### Task brief
Rewrite all of the items below, substituting "central" for every occurrence of "innermost" and leaving everything else unchanged.

### Data listing
···
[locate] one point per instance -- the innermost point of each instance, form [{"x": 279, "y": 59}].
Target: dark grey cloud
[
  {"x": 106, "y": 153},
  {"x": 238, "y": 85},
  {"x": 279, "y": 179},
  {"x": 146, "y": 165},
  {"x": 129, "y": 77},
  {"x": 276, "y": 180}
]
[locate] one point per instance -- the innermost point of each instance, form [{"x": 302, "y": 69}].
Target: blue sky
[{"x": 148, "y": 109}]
···
### Problem solution
[locate] one point per instance -- the central point of each instance, form [{"x": 279, "y": 59}].
Target: dark grey cloud
[
  {"x": 106, "y": 153},
  {"x": 238, "y": 85},
  {"x": 279, "y": 179},
  {"x": 146, "y": 165},
  {"x": 129, "y": 77},
  {"x": 276, "y": 180}
]
[locate] one point per instance -- the central point of each instance, form [{"x": 302, "y": 69}].
Target: blue sky
[{"x": 148, "y": 109}]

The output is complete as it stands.